◆ Do this: Write out everything below, from the line containing "Reviewer note: confirm that each instance of the neck" down to the last line of the material, keeping every line word for word.

┌──

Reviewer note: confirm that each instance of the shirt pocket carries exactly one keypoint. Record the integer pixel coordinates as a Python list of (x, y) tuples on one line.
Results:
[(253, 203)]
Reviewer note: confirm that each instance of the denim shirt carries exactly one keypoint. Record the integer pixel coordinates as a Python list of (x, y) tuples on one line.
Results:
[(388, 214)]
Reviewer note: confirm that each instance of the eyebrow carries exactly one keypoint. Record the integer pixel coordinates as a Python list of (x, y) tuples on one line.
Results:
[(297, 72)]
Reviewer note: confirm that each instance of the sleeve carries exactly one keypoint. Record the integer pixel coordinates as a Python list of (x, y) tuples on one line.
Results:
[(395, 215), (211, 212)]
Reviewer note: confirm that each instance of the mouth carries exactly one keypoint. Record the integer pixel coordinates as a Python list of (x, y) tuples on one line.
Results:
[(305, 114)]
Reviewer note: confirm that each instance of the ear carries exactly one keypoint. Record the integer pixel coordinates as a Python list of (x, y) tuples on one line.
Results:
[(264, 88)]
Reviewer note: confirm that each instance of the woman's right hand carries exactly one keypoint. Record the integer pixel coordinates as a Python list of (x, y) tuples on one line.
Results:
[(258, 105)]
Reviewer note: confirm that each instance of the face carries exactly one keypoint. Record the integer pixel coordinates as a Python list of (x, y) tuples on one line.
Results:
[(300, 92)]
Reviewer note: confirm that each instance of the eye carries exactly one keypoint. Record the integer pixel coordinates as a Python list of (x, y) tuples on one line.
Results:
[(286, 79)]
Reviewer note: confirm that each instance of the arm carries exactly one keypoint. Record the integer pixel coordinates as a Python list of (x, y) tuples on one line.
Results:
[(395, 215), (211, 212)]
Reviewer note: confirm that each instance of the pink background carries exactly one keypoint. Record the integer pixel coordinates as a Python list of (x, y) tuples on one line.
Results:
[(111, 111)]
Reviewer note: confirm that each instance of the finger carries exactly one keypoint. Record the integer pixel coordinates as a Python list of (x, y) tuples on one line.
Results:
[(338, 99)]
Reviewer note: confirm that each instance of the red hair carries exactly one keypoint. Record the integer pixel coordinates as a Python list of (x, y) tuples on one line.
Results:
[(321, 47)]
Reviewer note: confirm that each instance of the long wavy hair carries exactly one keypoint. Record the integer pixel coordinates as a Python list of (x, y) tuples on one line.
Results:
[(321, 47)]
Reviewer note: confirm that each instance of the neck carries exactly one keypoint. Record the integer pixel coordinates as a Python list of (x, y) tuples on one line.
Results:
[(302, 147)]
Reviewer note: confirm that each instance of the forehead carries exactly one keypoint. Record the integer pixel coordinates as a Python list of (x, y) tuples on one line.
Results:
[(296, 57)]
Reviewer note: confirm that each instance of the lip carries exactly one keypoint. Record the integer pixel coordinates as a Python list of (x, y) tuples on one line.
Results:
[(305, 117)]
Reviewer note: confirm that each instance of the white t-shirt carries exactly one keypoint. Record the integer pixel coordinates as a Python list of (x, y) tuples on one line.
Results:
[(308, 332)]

└──

◆ Exercise solution:
Reviewer note: confirm that each instance of the neck carries exactly one keypoint. Record the integer pixel coordinates as a Python list of (x, y) tuples on one line.
Results:
[(302, 147)]
Reviewer note: confirm that each instance of the forehead carries exactly one keypoint. Record the integer pixel coordinates as a Python list of (x, y) tuples on one line.
Results:
[(296, 57)]
Reviewer note: confirm that each instance of the lip carries exactly one keypoint. Record the integer pixel coordinates as a Python list of (x, y) tuples on one line.
Results:
[(305, 117)]
Reviewer note: confirm that each instance of the white t-shirt carries exactly one keypoint. Record the integer pixel coordinates as a Python list of (x, y) tuples on one line.
Results:
[(308, 332)]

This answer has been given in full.